Data items
▬▬▬▬▬▬▬▬▬▬

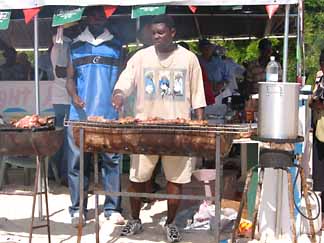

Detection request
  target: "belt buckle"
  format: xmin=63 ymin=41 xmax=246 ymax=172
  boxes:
xmin=92 ymin=56 xmax=101 ymax=64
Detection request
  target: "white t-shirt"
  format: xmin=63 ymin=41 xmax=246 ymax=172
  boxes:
xmin=115 ymin=46 xmax=206 ymax=119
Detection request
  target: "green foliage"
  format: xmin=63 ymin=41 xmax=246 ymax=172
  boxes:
xmin=304 ymin=8 xmax=324 ymax=84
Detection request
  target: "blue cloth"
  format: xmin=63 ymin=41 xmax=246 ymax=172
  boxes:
xmin=68 ymin=127 xmax=121 ymax=217
xmin=68 ymin=39 xmax=121 ymax=217
xmin=199 ymin=56 xmax=231 ymax=83
xmin=50 ymin=104 xmax=70 ymax=181
xmin=70 ymin=40 xmax=121 ymax=120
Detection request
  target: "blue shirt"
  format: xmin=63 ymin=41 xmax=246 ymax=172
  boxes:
xmin=70 ymin=39 xmax=121 ymax=120
xmin=199 ymin=56 xmax=231 ymax=83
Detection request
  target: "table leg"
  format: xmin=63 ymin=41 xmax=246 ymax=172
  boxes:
xmin=36 ymin=156 xmax=45 ymax=221
xmin=215 ymin=134 xmax=223 ymax=242
xmin=29 ymin=156 xmax=40 ymax=243
xmin=40 ymin=157 xmax=51 ymax=243
xmin=239 ymin=143 xmax=248 ymax=181
xmin=94 ymin=153 xmax=99 ymax=243
xmin=77 ymin=128 xmax=84 ymax=243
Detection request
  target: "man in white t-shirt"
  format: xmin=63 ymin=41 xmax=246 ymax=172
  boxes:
xmin=112 ymin=15 xmax=206 ymax=242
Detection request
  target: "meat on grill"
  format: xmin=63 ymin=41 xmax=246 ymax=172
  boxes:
xmin=11 ymin=115 xmax=48 ymax=128
xmin=88 ymin=116 xmax=208 ymax=126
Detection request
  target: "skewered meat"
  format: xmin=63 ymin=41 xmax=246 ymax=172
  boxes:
xmin=11 ymin=115 xmax=50 ymax=128
xmin=88 ymin=116 xmax=108 ymax=122
xmin=88 ymin=116 xmax=208 ymax=126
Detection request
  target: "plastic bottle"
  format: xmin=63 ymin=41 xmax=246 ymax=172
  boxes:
xmin=266 ymin=56 xmax=279 ymax=82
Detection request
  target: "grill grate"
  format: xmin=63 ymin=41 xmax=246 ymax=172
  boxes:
xmin=64 ymin=120 xmax=256 ymax=134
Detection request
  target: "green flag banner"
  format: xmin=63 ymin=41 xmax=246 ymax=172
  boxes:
xmin=0 ymin=11 xmax=11 ymax=30
xmin=132 ymin=6 xmax=166 ymax=19
xmin=52 ymin=7 xmax=84 ymax=27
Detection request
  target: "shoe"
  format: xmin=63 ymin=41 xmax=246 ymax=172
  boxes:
xmin=71 ymin=212 xmax=86 ymax=228
xmin=106 ymin=212 xmax=125 ymax=225
xmin=164 ymin=224 xmax=182 ymax=242
xmin=120 ymin=219 xmax=143 ymax=236
xmin=152 ymin=182 xmax=162 ymax=193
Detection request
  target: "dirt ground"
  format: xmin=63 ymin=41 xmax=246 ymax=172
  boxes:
xmin=0 ymin=171 xmax=220 ymax=243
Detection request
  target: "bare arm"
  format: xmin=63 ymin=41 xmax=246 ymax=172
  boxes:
xmin=111 ymin=89 xmax=125 ymax=111
xmin=195 ymin=108 xmax=204 ymax=120
xmin=66 ymin=59 xmax=85 ymax=108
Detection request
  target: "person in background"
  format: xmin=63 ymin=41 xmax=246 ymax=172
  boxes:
xmin=17 ymin=52 xmax=34 ymax=80
xmin=198 ymin=39 xmax=230 ymax=97
xmin=50 ymin=25 xmax=80 ymax=186
xmin=124 ymin=16 xmax=161 ymax=197
xmin=112 ymin=15 xmax=206 ymax=242
xmin=0 ymin=46 xmax=27 ymax=80
xmin=38 ymin=43 xmax=54 ymax=80
xmin=66 ymin=7 xmax=124 ymax=226
xmin=309 ymin=50 xmax=324 ymax=215
xmin=246 ymin=39 xmax=282 ymax=95
xmin=178 ymin=41 xmax=215 ymax=105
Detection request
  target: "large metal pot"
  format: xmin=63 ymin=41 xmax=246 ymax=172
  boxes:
xmin=258 ymin=82 xmax=299 ymax=139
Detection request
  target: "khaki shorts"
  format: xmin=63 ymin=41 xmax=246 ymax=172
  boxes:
xmin=129 ymin=154 xmax=195 ymax=184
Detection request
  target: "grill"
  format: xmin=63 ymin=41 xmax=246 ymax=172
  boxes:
xmin=0 ymin=126 xmax=63 ymax=156
xmin=65 ymin=121 xmax=253 ymax=159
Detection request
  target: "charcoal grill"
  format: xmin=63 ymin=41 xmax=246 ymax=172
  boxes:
xmin=66 ymin=121 xmax=251 ymax=159
xmin=65 ymin=121 xmax=253 ymax=243
xmin=0 ymin=126 xmax=63 ymax=156
xmin=0 ymin=125 xmax=63 ymax=243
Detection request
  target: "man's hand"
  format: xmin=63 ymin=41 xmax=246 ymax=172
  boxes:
xmin=72 ymin=95 xmax=85 ymax=109
xmin=111 ymin=92 xmax=124 ymax=111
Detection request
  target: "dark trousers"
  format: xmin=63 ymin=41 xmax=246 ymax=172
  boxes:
xmin=68 ymin=127 xmax=121 ymax=217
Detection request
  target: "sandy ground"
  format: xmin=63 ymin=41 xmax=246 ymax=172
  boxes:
xmin=0 ymin=172 xmax=218 ymax=243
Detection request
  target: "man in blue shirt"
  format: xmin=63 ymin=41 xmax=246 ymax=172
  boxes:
xmin=66 ymin=7 xmax=124 ymax=225
xmin=198 ymin=39 xmax=231 ymax=97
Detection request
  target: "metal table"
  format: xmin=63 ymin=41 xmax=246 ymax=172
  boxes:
xmin=65 ymin=121 xmax=252 ymax=243
xmin=0 ymin=127 xmax=63 ymax=243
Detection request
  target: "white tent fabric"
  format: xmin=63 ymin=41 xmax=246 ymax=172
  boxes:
xmin=0 ymin=0 xmax=298 ymax=9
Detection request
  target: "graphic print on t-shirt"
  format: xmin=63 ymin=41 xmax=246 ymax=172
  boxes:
xmin=144 ymin=68 xmax=186 ymax=100
xmin=173 ymin=71 xmax=184 ymax=96
xmin=158 ymin=70 xmax=172 ymax=98
xmin=144 ymin=70 xmax=155 ymax=99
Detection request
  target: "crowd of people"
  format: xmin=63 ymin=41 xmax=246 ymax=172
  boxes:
xmin=0 ymin=4 xmax=286 ymax=242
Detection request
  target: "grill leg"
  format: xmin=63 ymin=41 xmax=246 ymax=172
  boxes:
xmin=287 ymin=170 xmax=297 ymax=243
xmin=94 ymin=153 xmax=100 ymax=243
xmin=232 ymin=168 xmax=253 ymax=242
xmin=77 ymin=128 xmax=84 ymax=243
xmin=29 ymin=156 xmax=40 ymax=243
xmin=251 ymin=168 xmax=264 ymax=239
xmin=215 ymin=134 xmax=222 ymax=242
xmin=41 ymin=157 xmax=51 ymax=243
xmin=299 ymin=167 xmax=316 ymax=243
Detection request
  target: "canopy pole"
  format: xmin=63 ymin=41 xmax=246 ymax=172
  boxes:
xmin=282 ymin=4 xmax=290 ymax=83
xmin=136 ymin=17 xmax=141 ymax=49
xmin=194 ymin=15 xmax=202 ymax=39
xmin=34 ymin=15 xmax=46 ymax=220
xmin=34 ymin=15 xmax=40 ymax=115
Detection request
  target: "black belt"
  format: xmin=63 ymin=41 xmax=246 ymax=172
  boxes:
xmin=73 ymin=56 xmax=120 ymax=66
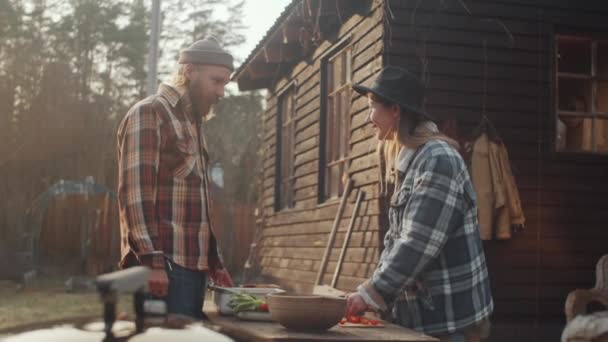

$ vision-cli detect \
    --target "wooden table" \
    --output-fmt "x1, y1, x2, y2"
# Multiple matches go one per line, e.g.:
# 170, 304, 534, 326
205, 305, 438, 342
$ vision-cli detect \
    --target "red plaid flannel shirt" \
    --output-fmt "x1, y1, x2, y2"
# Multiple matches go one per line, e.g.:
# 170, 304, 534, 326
118, 84, 221, 271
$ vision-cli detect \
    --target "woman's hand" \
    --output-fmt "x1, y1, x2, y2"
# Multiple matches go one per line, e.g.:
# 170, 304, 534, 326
346, 292, 369, 317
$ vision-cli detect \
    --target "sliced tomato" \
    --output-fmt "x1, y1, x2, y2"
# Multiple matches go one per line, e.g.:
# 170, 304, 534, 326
348, 315, 361, 323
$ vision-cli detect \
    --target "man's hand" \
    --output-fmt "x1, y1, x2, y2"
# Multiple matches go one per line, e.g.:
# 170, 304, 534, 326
209, 268, 234, 287
148, 268, 169, 297
346, 292, 368, 317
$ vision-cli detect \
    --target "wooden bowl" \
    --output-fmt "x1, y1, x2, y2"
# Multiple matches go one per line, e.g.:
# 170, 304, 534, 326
266, 293, 346, 331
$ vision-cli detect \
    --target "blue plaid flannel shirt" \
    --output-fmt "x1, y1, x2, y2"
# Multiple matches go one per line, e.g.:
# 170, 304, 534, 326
358, 140, 494, 336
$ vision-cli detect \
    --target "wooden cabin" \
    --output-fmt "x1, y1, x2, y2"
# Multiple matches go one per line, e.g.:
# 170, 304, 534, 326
235, 0, 608, 341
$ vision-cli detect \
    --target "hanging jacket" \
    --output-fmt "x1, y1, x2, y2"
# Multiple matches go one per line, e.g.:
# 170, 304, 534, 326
469, 133, 525, 240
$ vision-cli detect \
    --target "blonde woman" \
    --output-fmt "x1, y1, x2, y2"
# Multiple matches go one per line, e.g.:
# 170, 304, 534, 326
347, 66, 493, 342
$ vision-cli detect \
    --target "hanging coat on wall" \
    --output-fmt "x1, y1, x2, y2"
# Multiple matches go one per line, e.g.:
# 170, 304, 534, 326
468, 132, 525, 240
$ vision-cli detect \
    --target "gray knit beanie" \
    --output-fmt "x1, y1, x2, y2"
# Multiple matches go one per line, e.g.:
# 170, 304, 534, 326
179, 37, 234, 71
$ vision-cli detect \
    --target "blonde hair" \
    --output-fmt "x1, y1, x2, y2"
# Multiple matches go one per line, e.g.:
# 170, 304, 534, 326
368, 93, 459, 196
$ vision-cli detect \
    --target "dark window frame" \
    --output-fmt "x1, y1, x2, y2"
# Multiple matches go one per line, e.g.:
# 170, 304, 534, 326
553, 32, 608, 156
318, 37, 353, 204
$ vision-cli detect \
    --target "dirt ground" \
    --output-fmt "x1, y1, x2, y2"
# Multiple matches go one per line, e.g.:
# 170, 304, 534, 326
0, 276, 133, 330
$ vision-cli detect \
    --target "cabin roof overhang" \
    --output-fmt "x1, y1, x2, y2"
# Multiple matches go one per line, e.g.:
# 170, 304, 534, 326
233, 0, 365, 91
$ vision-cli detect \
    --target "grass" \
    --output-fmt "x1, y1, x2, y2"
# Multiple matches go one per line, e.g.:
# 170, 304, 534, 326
0, 277, 133, 330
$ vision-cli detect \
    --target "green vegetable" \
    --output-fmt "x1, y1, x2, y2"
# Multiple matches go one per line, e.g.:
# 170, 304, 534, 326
228, 293, 264, 313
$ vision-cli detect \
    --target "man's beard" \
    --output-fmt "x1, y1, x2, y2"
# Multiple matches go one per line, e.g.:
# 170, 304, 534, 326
188, 82, 213, 119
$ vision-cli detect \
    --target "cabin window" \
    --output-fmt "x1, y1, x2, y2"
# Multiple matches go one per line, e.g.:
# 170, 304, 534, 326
319, 47, 352, 202
555, 35, 608, 154
275, 86, 296, 211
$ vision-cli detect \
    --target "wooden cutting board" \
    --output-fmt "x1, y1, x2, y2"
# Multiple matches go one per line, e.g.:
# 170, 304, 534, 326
338, 322, 384, 328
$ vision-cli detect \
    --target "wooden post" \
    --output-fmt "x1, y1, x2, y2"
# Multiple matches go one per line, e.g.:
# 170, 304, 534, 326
331, 190, 365, 288
315, 178, 353, 285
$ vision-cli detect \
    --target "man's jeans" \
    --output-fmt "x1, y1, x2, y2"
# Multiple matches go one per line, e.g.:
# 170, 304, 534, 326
164, 259, 207, 319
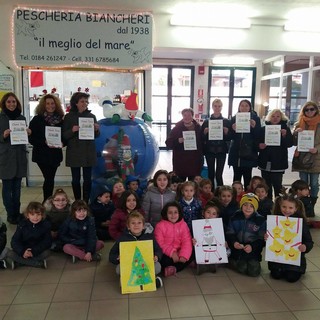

▬▬▬▬▬▬▬▬▬▬

Stated goal
Quote the part of the items above that runs from the start of the items through the line containing "xmin=304 ymin=8 xmax=324 ymax=84", with both ends included. Leave the pictures out of your answer.

Answer in full
Detection request
  target: "belt buckle"
  format: xmin=63 ymin=41 xmax=246 ymax=172
  boxes:
xmin=92 ymin=56 xmax=101 ymax=64
Detection request
  target: "white t-shirt"
  format: xmin=63 ymin=41 xmax=246 ymax=172
  boxes:
xmin=115 ymin=46 xmax=206 ymax=119
Detection request
  target: "green foliage"
  format: xmin=63 ymin=41 xmax=246 ymax=172
  boxes:
xmin=304 ymin=8 xmax=324 ymax=84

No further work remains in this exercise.